-- Start of RECORDS PROVIDED --

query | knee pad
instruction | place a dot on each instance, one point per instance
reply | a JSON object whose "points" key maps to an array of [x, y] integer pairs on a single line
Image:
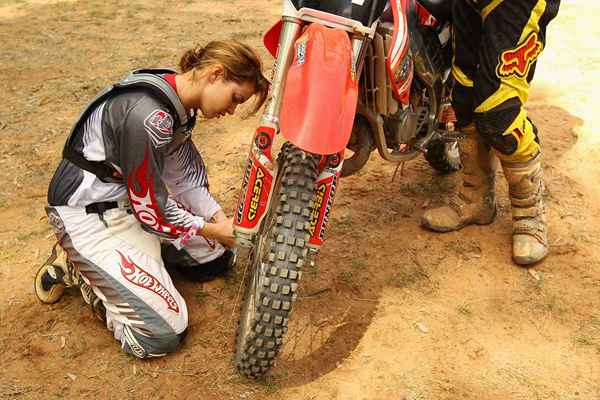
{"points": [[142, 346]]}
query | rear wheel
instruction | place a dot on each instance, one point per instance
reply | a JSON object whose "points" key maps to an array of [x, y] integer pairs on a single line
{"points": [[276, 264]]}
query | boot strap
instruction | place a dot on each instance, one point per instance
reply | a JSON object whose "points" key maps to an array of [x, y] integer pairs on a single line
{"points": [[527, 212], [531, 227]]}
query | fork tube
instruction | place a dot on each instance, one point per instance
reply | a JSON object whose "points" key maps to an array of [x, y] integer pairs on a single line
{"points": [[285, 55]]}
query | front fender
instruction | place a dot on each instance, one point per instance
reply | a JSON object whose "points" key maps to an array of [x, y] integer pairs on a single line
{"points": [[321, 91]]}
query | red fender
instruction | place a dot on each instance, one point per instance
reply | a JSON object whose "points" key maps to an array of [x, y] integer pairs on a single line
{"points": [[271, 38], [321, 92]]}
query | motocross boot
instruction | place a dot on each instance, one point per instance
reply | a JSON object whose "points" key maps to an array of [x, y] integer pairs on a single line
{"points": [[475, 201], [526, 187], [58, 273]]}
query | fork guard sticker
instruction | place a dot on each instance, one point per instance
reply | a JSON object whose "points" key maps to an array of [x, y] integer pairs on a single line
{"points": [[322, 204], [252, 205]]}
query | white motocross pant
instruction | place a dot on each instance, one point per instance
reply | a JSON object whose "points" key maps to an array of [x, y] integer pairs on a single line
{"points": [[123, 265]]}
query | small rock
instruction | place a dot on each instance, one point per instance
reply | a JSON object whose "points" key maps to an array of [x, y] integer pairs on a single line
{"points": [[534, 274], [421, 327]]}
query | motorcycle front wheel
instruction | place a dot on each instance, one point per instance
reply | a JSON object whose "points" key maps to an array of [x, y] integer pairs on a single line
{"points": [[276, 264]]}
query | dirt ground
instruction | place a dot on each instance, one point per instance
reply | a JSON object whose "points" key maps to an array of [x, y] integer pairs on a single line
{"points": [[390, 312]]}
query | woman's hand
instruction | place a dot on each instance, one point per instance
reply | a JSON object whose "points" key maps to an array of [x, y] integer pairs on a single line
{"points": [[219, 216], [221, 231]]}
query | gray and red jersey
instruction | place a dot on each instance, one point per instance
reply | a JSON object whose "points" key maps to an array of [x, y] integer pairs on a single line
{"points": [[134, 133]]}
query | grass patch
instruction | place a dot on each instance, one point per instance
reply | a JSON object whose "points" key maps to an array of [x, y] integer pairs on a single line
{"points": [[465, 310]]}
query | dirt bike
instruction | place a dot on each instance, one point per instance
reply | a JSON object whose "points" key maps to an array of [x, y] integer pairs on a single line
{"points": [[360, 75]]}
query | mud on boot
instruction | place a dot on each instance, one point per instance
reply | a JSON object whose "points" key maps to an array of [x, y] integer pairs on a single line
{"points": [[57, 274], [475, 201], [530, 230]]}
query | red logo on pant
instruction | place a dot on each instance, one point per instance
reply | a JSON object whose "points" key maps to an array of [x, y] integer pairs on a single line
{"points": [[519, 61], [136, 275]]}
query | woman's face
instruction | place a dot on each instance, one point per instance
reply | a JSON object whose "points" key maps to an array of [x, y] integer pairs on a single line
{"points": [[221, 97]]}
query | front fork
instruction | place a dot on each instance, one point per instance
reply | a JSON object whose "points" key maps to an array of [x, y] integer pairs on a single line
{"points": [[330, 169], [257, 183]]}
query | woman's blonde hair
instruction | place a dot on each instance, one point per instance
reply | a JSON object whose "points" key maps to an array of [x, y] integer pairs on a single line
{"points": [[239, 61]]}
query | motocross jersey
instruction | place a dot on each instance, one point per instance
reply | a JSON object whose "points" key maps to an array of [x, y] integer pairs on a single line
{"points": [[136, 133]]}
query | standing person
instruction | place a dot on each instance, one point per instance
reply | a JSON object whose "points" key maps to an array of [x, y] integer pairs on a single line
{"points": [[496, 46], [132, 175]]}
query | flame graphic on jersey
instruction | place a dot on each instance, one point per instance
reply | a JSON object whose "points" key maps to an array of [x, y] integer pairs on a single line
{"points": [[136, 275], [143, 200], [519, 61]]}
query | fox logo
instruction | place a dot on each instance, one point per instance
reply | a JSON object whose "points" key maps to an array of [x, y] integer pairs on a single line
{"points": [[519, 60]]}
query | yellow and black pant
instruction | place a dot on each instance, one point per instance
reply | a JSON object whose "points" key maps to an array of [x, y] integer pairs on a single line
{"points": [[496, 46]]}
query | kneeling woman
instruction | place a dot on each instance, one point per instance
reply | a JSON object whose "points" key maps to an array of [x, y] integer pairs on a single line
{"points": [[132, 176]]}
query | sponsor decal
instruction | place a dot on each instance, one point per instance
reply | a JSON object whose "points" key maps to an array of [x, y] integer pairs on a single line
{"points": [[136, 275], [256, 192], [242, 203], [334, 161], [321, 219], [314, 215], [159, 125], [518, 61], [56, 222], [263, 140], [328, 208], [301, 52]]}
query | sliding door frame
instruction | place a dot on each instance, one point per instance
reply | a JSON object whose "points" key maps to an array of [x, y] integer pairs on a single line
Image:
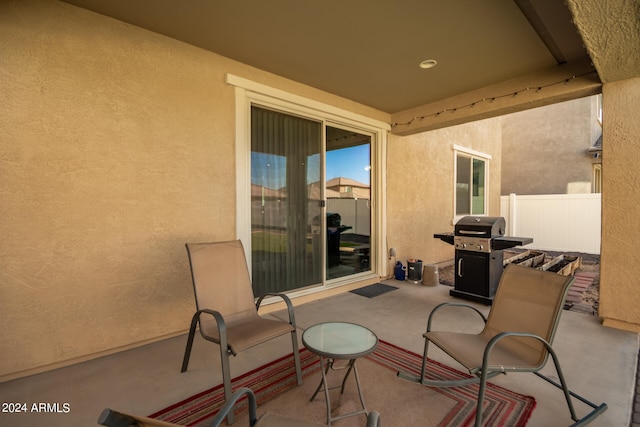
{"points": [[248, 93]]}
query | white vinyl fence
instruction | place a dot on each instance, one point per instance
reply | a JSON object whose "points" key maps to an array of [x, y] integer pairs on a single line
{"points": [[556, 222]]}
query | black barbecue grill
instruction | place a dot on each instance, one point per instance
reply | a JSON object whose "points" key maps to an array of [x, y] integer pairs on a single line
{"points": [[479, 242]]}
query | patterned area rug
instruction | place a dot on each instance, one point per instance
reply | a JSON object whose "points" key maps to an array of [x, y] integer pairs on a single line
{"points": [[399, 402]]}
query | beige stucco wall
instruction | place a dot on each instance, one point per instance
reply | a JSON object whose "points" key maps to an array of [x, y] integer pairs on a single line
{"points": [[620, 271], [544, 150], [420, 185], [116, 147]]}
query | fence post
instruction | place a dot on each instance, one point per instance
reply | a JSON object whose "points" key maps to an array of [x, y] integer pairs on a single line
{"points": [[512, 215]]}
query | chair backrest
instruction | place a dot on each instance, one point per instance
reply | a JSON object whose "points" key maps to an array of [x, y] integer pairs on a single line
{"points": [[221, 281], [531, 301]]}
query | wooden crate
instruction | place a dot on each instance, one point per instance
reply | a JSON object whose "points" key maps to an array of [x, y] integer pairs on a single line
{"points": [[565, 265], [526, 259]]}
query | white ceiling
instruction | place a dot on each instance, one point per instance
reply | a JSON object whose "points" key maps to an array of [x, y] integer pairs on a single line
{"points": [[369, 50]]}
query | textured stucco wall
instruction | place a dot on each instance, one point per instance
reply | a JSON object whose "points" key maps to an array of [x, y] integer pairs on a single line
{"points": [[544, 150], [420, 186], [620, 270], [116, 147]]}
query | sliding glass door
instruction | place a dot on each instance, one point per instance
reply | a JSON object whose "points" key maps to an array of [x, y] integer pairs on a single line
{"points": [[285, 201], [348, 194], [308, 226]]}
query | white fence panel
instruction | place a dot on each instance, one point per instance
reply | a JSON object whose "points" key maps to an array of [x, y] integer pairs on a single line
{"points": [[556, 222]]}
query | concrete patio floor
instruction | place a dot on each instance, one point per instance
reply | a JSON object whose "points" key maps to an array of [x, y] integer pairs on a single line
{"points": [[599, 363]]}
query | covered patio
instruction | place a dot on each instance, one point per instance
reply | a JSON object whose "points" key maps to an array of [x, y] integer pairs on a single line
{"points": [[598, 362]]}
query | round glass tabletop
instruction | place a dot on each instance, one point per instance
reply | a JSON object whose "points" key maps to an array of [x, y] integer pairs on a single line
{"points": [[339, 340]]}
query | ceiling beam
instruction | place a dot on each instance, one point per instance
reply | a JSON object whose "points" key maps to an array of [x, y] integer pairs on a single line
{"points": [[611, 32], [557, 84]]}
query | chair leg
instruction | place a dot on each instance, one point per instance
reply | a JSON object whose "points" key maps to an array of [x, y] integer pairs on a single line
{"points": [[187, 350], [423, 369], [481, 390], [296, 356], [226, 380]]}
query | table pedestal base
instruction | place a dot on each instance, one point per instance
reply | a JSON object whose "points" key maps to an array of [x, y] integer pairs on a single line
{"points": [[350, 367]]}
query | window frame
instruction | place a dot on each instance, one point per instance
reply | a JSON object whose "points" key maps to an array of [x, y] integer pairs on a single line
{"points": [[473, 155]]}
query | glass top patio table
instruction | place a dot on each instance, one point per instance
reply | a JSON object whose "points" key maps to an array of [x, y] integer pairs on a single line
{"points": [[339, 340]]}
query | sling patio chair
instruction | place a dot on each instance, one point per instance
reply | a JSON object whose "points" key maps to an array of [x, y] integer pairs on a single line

-- End of RECORDS PROVIDED --

▸ EXERCISE DETAILS
From the line that contains "query | window frame" to the last line of the material above, repeat every line exactly, keeping both the first and the last.

▸ COMPLETED EXERCISE
query | window frame
instruction | place a dot on each instance, one point per instance
reply | a JSON object whose "points" key maps to an array of [x, y] integer pairs on a single line
{"points": [[473, 155]]}
query | glass top patio table
instruction | place a dot on each instance, one point per instance
reply | a JSON object whose "points" key maps to an array of [x, y] integer pairs on a single line
{"points": [[339, 340]]}
query | sling patio chair
instruction | place a dot on each instance, one point per instance
reply | a JSON object whose "points" key maps to an array of [x, y] integer pairs on a single line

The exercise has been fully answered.